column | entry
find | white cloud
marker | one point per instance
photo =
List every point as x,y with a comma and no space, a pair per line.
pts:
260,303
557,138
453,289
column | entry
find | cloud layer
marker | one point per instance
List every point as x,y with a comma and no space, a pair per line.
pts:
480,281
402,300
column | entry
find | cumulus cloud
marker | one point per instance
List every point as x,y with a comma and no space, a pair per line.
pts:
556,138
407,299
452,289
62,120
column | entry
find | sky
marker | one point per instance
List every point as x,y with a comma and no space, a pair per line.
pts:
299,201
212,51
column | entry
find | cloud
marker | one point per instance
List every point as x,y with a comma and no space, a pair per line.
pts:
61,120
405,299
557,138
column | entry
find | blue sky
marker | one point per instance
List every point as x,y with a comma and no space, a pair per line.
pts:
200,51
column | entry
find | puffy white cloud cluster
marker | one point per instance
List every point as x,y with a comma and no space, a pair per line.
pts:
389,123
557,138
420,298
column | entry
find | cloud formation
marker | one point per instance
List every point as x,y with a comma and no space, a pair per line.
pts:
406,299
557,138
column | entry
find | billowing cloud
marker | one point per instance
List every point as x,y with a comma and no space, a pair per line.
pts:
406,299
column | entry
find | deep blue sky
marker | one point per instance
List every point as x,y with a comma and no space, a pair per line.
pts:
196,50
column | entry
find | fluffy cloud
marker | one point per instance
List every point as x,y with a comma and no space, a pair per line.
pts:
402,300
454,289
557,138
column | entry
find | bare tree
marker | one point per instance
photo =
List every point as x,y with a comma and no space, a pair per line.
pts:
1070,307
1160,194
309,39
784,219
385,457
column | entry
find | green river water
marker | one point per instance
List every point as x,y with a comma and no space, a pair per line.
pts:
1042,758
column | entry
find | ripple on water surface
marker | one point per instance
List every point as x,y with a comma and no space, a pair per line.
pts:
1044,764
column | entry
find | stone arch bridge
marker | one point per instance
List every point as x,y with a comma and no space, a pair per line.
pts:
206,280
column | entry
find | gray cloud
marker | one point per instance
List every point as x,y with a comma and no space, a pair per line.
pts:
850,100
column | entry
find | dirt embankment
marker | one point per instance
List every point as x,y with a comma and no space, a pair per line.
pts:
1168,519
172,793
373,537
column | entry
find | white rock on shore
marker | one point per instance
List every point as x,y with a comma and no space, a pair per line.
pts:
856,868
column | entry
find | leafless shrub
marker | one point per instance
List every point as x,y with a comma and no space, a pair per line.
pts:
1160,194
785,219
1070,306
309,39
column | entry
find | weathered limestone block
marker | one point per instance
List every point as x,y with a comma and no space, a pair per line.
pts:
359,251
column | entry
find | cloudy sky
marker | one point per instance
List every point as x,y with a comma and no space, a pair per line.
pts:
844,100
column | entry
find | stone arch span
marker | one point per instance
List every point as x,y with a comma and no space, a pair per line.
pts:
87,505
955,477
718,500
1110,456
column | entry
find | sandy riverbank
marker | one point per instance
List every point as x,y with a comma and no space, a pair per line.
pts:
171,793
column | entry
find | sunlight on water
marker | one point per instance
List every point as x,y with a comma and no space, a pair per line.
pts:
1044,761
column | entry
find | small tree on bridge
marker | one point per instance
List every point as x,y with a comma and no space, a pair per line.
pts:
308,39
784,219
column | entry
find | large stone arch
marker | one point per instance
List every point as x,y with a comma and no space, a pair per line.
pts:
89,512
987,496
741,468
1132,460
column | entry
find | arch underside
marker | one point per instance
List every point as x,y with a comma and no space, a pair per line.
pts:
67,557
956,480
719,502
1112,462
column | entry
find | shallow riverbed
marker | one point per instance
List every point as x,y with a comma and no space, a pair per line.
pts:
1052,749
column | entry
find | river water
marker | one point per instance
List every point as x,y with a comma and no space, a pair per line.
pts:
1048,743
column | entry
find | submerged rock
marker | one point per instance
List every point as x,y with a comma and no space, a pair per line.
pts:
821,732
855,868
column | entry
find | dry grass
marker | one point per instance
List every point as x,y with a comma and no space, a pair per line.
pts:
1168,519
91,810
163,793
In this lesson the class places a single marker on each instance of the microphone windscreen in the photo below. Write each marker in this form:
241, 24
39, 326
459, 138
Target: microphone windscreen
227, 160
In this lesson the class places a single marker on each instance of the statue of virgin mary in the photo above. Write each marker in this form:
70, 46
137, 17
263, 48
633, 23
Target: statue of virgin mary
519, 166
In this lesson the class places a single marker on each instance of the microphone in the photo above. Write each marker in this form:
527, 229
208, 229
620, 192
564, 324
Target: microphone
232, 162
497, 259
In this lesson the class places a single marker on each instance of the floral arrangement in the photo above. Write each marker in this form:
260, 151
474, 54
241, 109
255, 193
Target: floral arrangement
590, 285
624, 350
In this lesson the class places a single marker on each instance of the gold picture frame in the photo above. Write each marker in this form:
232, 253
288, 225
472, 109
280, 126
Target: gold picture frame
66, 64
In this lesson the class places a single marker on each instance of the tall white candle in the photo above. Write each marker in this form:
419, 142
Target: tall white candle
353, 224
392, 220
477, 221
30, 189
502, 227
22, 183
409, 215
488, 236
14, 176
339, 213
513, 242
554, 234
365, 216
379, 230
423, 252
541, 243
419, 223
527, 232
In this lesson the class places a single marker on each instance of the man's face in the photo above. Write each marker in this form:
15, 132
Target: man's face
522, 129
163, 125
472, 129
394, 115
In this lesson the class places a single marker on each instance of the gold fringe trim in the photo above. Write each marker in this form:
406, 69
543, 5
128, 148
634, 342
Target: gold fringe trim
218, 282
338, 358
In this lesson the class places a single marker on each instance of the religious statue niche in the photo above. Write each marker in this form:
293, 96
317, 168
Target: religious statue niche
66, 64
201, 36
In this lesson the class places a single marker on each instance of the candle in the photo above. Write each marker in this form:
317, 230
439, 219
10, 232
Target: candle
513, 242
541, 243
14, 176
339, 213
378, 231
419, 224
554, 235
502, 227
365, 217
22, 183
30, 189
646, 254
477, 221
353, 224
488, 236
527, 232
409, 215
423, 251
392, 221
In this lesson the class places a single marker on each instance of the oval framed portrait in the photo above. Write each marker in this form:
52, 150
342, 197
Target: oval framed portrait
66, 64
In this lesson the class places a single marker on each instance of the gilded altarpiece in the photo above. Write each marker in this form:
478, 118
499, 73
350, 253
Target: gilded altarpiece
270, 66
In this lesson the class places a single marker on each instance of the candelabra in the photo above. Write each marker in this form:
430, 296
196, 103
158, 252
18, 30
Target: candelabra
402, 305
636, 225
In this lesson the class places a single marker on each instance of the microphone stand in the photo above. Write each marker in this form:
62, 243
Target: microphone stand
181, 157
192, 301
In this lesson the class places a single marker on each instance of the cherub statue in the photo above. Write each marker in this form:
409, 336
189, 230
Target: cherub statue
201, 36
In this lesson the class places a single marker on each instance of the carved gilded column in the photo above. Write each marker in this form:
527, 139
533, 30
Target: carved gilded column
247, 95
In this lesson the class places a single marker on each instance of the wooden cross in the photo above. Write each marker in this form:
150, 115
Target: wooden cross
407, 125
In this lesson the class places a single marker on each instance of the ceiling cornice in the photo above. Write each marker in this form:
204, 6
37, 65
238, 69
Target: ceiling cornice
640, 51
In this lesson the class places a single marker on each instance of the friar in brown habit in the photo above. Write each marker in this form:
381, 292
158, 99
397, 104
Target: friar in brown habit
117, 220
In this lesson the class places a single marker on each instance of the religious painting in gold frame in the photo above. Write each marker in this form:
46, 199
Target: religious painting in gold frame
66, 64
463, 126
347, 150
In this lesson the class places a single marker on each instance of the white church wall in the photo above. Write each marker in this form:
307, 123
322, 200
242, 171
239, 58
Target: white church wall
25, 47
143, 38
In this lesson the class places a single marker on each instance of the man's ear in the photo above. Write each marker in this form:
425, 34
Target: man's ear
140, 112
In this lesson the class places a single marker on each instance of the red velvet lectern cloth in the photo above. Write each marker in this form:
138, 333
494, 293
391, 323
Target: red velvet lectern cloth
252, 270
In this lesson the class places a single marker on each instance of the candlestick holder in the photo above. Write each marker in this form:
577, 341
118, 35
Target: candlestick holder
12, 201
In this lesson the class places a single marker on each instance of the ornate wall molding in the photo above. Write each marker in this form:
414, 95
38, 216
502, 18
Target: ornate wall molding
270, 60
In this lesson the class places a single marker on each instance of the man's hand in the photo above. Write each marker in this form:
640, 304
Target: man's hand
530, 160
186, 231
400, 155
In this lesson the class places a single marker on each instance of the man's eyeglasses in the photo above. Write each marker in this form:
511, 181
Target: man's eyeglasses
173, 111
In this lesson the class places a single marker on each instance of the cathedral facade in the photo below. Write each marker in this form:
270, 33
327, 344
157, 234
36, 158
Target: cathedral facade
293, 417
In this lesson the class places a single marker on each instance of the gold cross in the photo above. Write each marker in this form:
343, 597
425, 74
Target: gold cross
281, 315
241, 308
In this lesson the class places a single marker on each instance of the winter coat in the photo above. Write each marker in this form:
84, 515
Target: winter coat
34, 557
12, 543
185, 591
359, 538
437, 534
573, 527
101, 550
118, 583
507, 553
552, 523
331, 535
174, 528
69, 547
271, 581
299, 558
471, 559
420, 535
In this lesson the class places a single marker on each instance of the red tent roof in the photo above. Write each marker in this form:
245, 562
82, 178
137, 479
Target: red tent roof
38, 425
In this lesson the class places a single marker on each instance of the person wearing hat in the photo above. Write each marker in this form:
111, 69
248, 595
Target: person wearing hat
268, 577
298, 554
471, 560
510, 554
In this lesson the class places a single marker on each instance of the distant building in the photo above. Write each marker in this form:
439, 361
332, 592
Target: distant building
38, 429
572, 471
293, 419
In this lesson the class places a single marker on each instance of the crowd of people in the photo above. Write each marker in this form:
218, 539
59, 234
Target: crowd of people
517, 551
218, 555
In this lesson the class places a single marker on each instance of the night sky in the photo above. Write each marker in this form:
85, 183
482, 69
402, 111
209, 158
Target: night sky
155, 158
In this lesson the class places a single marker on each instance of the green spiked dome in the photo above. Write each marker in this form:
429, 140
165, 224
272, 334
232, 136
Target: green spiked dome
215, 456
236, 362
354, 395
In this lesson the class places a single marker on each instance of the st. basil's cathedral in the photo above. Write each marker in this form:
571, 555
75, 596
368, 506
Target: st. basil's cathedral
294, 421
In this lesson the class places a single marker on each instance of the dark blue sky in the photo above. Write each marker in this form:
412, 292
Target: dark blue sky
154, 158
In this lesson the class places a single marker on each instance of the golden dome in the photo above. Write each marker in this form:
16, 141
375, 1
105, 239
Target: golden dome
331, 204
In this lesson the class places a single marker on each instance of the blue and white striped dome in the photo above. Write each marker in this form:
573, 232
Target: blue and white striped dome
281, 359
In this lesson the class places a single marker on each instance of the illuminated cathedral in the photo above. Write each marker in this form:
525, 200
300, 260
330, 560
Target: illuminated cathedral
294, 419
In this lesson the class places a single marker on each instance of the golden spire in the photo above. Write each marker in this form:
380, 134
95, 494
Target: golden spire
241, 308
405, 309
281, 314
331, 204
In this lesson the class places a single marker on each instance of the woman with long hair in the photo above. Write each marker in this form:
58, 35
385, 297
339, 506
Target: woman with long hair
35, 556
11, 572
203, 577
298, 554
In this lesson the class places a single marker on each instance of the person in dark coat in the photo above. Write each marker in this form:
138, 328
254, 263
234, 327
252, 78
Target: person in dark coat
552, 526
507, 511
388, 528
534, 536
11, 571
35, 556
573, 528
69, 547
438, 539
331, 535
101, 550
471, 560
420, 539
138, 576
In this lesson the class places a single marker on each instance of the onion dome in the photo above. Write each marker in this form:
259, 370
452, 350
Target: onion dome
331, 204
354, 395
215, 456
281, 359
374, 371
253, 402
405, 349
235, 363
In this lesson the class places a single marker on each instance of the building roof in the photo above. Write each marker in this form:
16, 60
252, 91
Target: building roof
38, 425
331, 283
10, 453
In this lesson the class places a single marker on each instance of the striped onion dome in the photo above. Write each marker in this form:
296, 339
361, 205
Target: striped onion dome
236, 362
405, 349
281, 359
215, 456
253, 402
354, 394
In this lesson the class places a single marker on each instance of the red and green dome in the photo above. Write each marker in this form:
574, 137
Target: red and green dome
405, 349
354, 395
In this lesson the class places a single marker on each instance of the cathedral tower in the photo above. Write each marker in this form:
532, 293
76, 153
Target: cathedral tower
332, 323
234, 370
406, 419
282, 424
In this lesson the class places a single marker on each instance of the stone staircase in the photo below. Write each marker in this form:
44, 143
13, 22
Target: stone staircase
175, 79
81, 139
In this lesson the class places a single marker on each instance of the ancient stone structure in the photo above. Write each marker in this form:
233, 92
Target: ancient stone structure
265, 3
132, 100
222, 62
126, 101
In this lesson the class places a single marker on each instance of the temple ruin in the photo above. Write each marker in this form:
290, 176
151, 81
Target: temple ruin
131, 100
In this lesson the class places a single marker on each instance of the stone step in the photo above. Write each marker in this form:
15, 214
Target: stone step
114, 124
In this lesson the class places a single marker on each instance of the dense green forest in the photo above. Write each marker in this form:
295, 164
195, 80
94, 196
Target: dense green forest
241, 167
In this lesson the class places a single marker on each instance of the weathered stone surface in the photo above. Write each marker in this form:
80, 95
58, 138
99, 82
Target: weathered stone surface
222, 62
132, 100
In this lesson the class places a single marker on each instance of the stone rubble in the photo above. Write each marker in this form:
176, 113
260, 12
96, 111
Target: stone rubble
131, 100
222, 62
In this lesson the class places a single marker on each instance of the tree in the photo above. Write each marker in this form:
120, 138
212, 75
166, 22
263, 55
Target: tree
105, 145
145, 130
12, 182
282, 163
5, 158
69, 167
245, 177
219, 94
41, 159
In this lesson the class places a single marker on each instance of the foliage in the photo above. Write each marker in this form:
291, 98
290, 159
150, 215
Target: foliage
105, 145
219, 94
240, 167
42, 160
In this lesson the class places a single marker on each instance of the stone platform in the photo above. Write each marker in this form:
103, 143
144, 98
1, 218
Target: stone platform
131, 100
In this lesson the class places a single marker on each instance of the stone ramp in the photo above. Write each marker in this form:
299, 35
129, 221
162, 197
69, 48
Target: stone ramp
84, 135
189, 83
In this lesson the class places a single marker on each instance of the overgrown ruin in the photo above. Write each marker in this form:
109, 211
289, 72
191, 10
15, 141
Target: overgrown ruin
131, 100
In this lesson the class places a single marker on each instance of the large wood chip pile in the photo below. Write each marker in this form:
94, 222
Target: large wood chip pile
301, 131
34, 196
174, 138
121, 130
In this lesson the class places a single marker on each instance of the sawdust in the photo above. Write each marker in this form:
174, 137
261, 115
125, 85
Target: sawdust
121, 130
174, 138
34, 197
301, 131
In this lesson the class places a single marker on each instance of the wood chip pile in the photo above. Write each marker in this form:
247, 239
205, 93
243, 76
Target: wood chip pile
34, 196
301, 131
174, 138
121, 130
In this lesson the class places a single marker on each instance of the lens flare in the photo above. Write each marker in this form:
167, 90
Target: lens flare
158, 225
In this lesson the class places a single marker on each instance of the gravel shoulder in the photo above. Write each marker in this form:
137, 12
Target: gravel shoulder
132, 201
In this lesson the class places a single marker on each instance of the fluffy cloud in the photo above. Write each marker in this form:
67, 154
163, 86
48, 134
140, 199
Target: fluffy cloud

About this exercise »
Every line above with the word "fluffy" belongs in the answer, copied as written.

Written answer »
find | fluffy cloud
In this lesson the class places a single marker on each instance of the fluffy cloud in the photo above. Write each marker in this form:
Target: fluffy cloud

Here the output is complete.